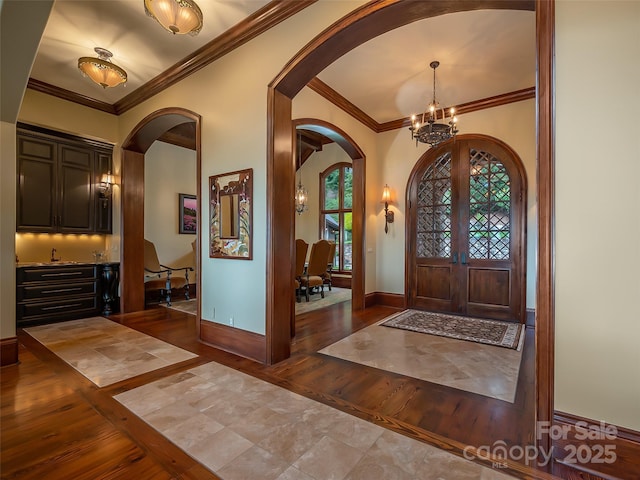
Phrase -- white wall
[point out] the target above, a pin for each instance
(168, 171)
(597, 284)
(307, 223)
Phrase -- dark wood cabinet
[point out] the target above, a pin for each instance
(58, 189)
(52, 293)
(48, 293)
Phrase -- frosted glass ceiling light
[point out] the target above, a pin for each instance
(101, 70)
(176, 16)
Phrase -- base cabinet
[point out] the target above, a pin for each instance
(53, 293)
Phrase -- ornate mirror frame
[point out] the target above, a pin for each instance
(230, 215)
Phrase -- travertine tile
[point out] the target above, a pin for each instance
(249, 433)
(106, 352)
(329, 459)
(219, 449)
(483, 369)
(254, 463)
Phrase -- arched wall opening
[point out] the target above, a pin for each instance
(361, 25)
(150, 129)
(357, 157)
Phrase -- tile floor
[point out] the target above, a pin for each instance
(243, 428)
(484, 369)
(106, 352)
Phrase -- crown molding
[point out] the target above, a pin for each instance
(74, 97)
(338, 100)
(254, 25)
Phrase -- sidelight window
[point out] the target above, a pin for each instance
(336, 217)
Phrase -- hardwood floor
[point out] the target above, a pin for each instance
(56, 423)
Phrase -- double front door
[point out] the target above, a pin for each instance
(466, 237)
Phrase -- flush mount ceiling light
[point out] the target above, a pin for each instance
(101, 70)
(176, 16)
(425, 129)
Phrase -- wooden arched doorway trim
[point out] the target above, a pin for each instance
(357, 157)
(150, 129)
(361, 25)
(460, 262)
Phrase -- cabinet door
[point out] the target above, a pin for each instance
(76, 189)
(36, 199)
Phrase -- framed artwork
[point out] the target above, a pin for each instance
(187, 213)
(230, 197)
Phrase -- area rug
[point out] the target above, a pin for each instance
(479, 330)
(336, 295)
(469, 366)
(106, 352)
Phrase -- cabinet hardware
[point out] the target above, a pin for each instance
(63, 274)
(58, 307)
(60, 290)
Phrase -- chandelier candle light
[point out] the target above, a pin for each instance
(426, 129)
(301, 192)
(176, 16)
(101, 70)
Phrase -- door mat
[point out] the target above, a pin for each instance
(479, 330)
(186, 306)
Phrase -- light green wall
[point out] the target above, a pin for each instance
(597, 285)
(7, 230)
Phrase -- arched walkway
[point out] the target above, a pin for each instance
(150, 129)
(363, 24)
(358, 160)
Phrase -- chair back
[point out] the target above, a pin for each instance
(301, 256)
(151, 257)
(318, 258)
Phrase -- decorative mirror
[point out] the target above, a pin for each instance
(230, 213)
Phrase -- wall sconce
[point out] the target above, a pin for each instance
(388, 216)
(106, 182)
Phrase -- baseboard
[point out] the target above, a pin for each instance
(594, 447)
(8, 351)
(387, 299)
(530, 318)
(340, 282)
(234, 340)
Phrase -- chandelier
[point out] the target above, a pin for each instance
(425, 129)
(101, 70)
(176, 16)
(301, 197)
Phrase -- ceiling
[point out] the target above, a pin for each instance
(482, 54)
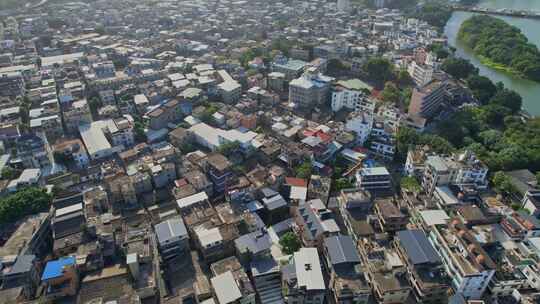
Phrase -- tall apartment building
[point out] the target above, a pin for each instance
(461, 169)
(76, 114)
(351, 94)
(426, 100)
(310, 90)
(467, 264)
(422, 74)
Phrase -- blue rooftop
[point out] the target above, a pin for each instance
(55, 269)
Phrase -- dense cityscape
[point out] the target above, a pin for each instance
(265, 152)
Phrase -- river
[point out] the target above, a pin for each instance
(529, 90)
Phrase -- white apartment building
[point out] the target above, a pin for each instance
(351, 95)
(422, 74)
(462, 169)
(360, 123)
(467, 264)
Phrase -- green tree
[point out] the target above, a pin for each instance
(290, 243)
(410, 184)
(458, 67)
(10, 173)
(434, 13)
(22, 203)
(481, 87)
(229, 148)
(509, 99)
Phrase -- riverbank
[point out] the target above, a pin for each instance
(501, 46)
(528, 89)
(499, 67)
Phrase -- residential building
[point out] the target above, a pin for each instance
(361, 124)
(303, 280)
(391, 219)
(467, 264)
(231, 284)
(385, 271)
(461, 169)
(172, 237)
(74, 150)
(425, 270)
(61, 278)
(219, 170)
(310, 90)
(76, 114)
(267, 280)
(422, 74)
(290, 68)
(353, 95)
(427, 100)
(347, 280)
(315, 222)
(374, 179)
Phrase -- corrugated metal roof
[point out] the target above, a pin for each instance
(341, 249)
(417, 247)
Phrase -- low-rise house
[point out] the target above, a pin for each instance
(390, 217)
(386, 272)
(347, 279)
(172, 238)
(374, 179)
(425, 270)
(464, 259)
(231, 284)
(219, 170)
(303, 280)
(267, 280)
(61, 278)
(315, 222)
(73, 150)
(76, 114)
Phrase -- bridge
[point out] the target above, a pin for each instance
(499, 12)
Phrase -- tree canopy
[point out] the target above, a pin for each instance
(290, 243)
(458, 67)
(24, 202)
(502, 45)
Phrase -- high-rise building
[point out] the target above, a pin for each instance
(344, 5)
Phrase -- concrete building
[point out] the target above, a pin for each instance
(267, 280)
(374, 179)
(290, 68)
(310, 90)
(344, 6)
(468, 265)
(427, 100)
(422, 74)
(425, 270)
(461, 169)
(353, 95)
(172, 237)
(347, 281)
(303, 280)
(76, 114)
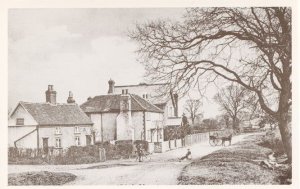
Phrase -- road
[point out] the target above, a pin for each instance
(161, 169)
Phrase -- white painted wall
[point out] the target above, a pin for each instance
(67, 135)
(20, 112)
(108, 121)
(14, 133)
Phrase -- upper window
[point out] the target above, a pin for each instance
(77, 129)
(57, 130)
(124, 91)
(58, 142)
(145, 96)
(171, 111)
(20, 121)
(77, 141)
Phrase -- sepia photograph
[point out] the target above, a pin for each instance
(149, 96)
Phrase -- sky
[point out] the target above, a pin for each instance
(76, 50)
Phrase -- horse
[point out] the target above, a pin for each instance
(227, 138)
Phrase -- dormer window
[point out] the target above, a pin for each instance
(77, 129)
(57, 130)
(124, 91)
(20, 121)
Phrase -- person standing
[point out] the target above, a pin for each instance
(187, 155)
(139, 152)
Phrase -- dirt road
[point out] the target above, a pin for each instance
(161, 169)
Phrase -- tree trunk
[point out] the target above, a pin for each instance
(286, 133)
(283, 119)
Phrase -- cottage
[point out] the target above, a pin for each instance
(169, 103)
(49, 124)
(124, 117)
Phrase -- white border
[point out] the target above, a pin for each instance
(7, 4)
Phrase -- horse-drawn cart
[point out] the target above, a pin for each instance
(216, 139)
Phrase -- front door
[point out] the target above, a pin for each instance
(45, 145)
(88, 139)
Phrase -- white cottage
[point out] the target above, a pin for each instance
(124, 117)
(49, 124)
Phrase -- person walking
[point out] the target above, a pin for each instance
(187, 155)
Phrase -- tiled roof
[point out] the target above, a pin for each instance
(58, 114)
(111, 103)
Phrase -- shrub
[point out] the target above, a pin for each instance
(273, 141)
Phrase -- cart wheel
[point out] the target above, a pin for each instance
(217, 142)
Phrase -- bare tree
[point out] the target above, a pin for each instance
(248, 46)
(192, 106)
(234, 101)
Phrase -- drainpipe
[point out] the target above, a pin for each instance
(37, 138)
(144, 123)
(101, 128)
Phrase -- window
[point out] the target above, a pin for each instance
(77, 129)
(57, 130)
(124, 91)
(170, 112)
(20, 121)
(58, 142)
(77, 141)
(145, 96)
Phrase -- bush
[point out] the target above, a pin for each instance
(273, 141)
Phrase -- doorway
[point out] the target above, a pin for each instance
(88, 139)
(45, 146)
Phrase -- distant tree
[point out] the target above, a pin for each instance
(234, 100)
(192, 106)
(249, 46)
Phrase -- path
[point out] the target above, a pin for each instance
(161, 169)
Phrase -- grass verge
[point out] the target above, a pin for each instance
(39, 178)
(237, 165)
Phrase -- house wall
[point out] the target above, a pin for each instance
(20, 112)
(153, 91)
(15, 133)
(108, 123)
(138, 125)
(67, 135)
(154, 125)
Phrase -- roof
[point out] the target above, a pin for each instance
(58, 114)
(140, 84)
(111, 103)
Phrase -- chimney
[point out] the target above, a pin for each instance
(176, 105)
(70, 99)
(111, 89)
(125, 103)
(51, 95)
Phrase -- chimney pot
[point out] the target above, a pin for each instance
(51, 95)
(111, 89)
(70, 99)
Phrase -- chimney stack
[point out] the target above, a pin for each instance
(70, 99)
(176, 105)
(51, 95)
(111, 89)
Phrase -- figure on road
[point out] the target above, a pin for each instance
(139, 151)
(187, 155)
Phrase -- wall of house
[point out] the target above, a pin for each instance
(138, 125)
(15, 133)
(20, 112)
(108, 121)
(154, 126)
(153, 91)
(67, 135)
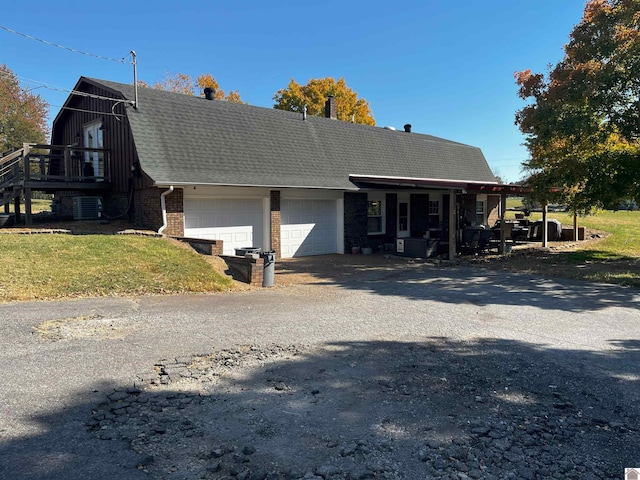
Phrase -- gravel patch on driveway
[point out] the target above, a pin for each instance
(412, 372)
(434, 409)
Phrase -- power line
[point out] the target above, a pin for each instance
(64, 90)
(121, 60)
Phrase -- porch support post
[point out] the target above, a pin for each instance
(503, 227)
(545, 226)
(452, 224)
(16, 208)
(28, 220)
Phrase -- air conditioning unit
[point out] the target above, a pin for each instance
(87, 208)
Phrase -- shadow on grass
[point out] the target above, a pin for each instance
(394, 410)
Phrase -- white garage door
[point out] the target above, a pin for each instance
(237, 222)
(308, 227)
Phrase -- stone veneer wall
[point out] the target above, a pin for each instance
(148, 210)
(355, 220)
(275, 221)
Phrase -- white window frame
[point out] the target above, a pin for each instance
(382, 216)
(481, 201)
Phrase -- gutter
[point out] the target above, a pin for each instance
(163, 205)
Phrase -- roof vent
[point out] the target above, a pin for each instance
(330, 108)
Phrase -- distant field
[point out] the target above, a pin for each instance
(614, 259)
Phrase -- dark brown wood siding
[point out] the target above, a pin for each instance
(117, 138)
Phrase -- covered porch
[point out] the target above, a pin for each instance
(424, 217)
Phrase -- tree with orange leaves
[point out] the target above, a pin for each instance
(182, 83)
(23, 114)
(314, 94)
(582, 125)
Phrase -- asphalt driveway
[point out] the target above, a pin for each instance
(60, 359)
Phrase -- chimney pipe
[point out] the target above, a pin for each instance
(330, 108)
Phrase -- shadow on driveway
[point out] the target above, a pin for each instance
(397, 410)
(451, 282)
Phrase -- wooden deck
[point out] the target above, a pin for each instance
(51, 169)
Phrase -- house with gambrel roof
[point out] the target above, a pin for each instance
(250, 176)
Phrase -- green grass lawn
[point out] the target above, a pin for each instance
(614, 259)
(48, 266)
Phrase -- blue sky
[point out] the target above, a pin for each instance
(445, 67)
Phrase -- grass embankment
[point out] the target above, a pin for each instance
(614, 259)
(49, 266)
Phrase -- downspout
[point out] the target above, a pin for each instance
(163, 205)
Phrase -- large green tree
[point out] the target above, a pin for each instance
(182, 83)
(314, 94)
(582, 124)
(23, 114)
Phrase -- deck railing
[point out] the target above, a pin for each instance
(52, 163)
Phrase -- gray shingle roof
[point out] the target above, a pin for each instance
(183, 139)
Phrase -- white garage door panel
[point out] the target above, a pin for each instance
(308, 227)
(237, 222)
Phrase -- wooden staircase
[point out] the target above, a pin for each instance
(11, 176)
(50, 168)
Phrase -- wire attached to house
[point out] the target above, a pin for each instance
(121, 60)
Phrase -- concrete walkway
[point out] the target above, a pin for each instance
(81, 350)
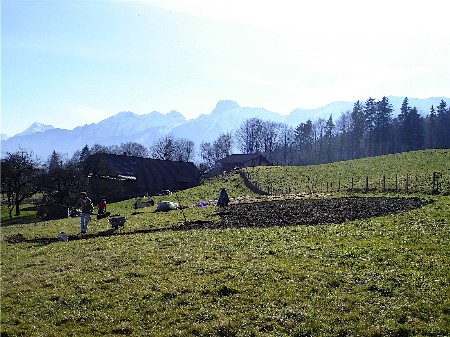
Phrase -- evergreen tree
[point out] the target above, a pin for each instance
(443, 119)
(357, 129)
(303, 137)
(382, 123)
(410, 128)
(370, 111)
(431, 129)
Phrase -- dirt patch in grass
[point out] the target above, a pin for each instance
(289, 212)
(307, 212)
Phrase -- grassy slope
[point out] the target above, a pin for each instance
(417, 165)
(384, 276)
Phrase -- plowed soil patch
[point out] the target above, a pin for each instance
(307, 212)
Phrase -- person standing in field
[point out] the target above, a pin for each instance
(102, 206)
(87, 208)
(223, 198)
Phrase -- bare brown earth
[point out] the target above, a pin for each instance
(268, 213)
(307, 211)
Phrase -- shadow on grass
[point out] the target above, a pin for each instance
(272, 213)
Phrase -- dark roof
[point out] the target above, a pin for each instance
(147, 173)
(241, 158)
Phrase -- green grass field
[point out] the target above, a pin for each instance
(386, 276)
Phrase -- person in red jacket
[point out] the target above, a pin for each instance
(102, 206)
(87, 208)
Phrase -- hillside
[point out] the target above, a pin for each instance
(168, 274)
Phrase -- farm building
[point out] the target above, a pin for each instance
(122, 176)
(238, 161)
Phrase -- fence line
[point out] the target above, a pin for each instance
(435, 183)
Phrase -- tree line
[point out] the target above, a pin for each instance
(370, 129)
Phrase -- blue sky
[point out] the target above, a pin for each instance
(70, 63)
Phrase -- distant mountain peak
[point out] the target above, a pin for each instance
(225, 105)
(35, 128)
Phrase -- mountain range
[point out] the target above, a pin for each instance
(227, 116)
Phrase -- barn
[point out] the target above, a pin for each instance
(121, 177)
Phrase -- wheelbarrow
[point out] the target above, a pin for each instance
(117, 222)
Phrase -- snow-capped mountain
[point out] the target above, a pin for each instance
(35, 128)
(227, 116)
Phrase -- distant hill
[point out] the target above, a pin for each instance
(227, 116)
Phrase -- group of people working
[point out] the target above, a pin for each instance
(87, 207)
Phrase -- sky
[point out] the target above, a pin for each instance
(68, 63)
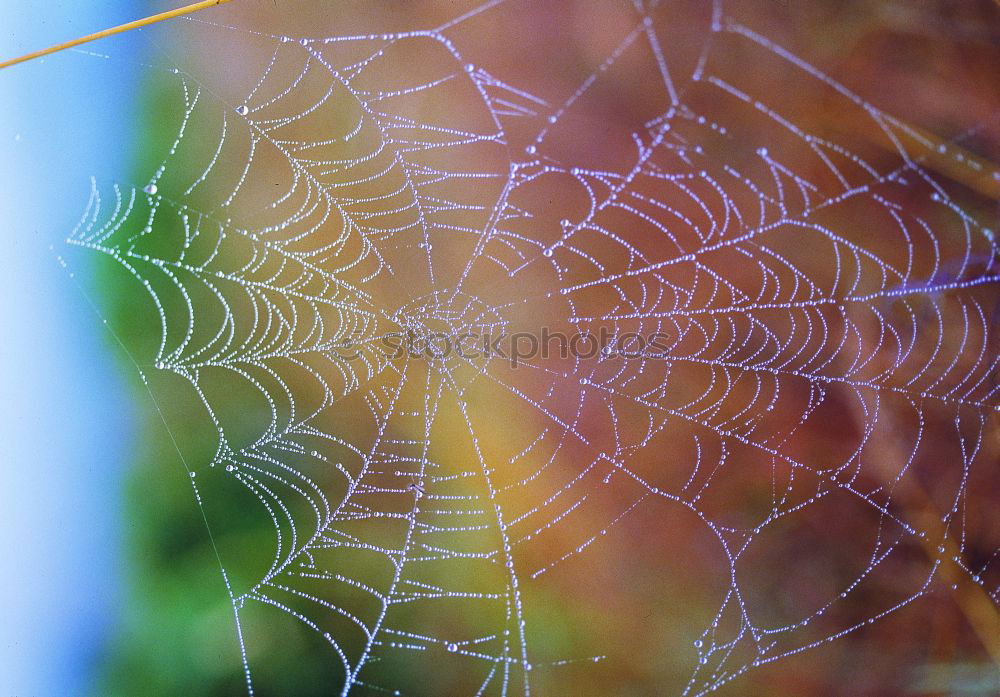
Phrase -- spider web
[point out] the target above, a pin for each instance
(829, 304)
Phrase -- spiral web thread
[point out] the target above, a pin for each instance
(388, 222)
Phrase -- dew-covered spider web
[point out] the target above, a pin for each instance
(807, 452)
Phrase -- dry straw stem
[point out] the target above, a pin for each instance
(137, 24)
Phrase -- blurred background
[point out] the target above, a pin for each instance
(112, 585)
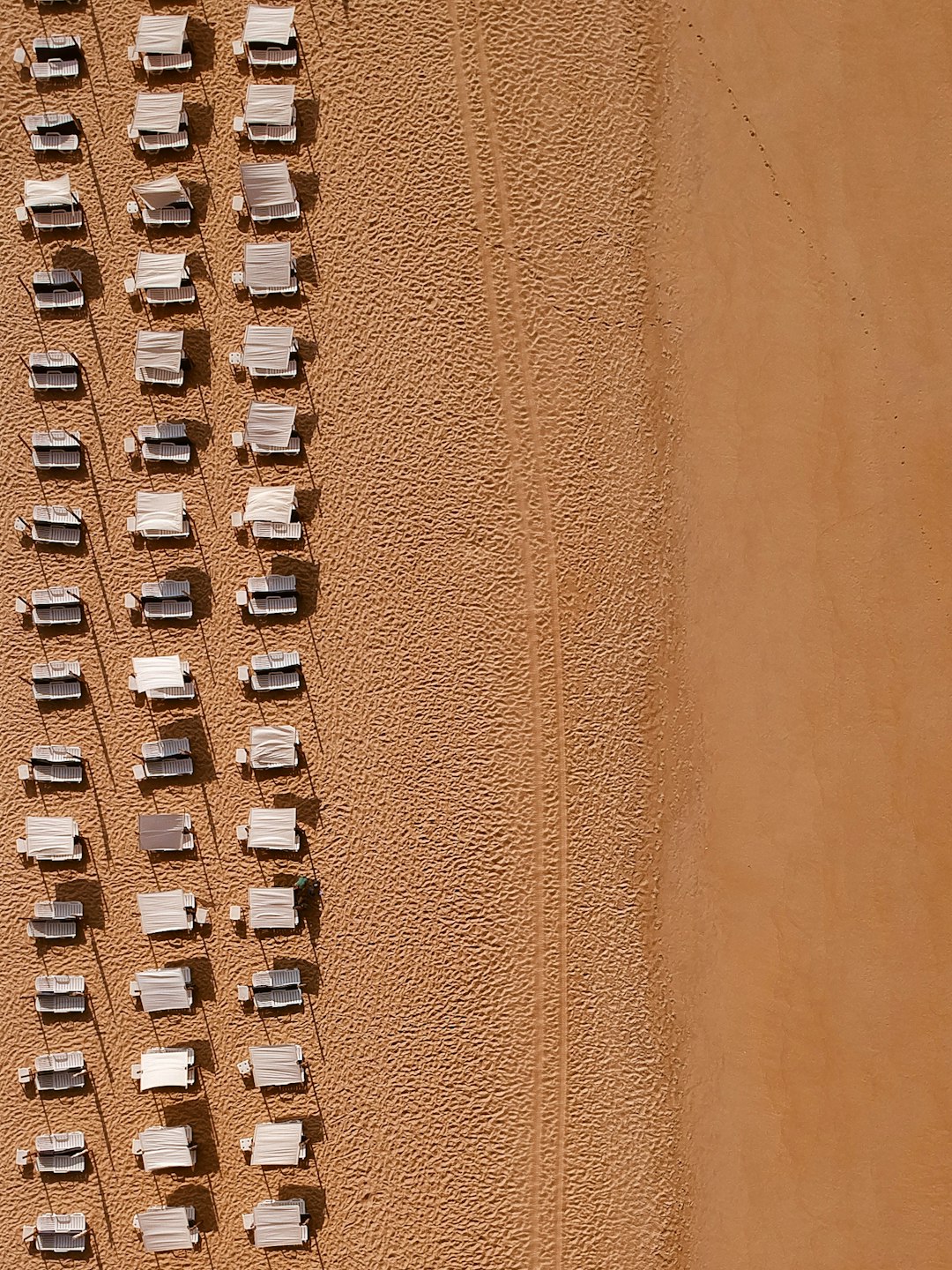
-*-*-
AIM OF THE EXERCISE — What is needed is an exact copy of each line from the top of the data above through the line containing "Phrase -- hardwood floor", with no pictures.

RESULT OF THE EXERCISE —
Phrase -- white wall
[point out] the target above, a pin for each instance
(168, 171)
(597, 284)
(307, 223)
Phrase -- dark wood cabinet
[point out] the target above, a pin for each instance
(58, 189)
(52, 293)
(48, 293)
Phrase -- frosted glass ceiling light
[point out] the target above, a pin for each instance
(101, 70)
(176, 16)
Phrase -- base cabinet
[point out] the target above, a pin for each instance
(53, 293)
Phrase -- ornate mirror frame
[point out] the target above, a pin for each instance
(230, 215)
Phrase -- travertine tile
[point out] the target above, a pin for each instance
(249, 433)
(106, 352)
(329, 459)
(219, 449)
(483, 369)
(254, 463)
Phrase -- arched wall opening
[point out] the target above, a pin for each instance
(361, 25)
(150, 129)
(357, 157)
Phrase -- tile floor
[point out] the target above, a pin for each instance
(243, 428)
(484, 369)
(106, 352)
Phrase -- crown molding
[point out] the target above, a pin for each instance
(74, 97)
(338, 100)
(254, 25)
Phrase -- sidelight window
[point out] the target above, a pin for each instance
(336, 217)
Phrase -- hardwood floor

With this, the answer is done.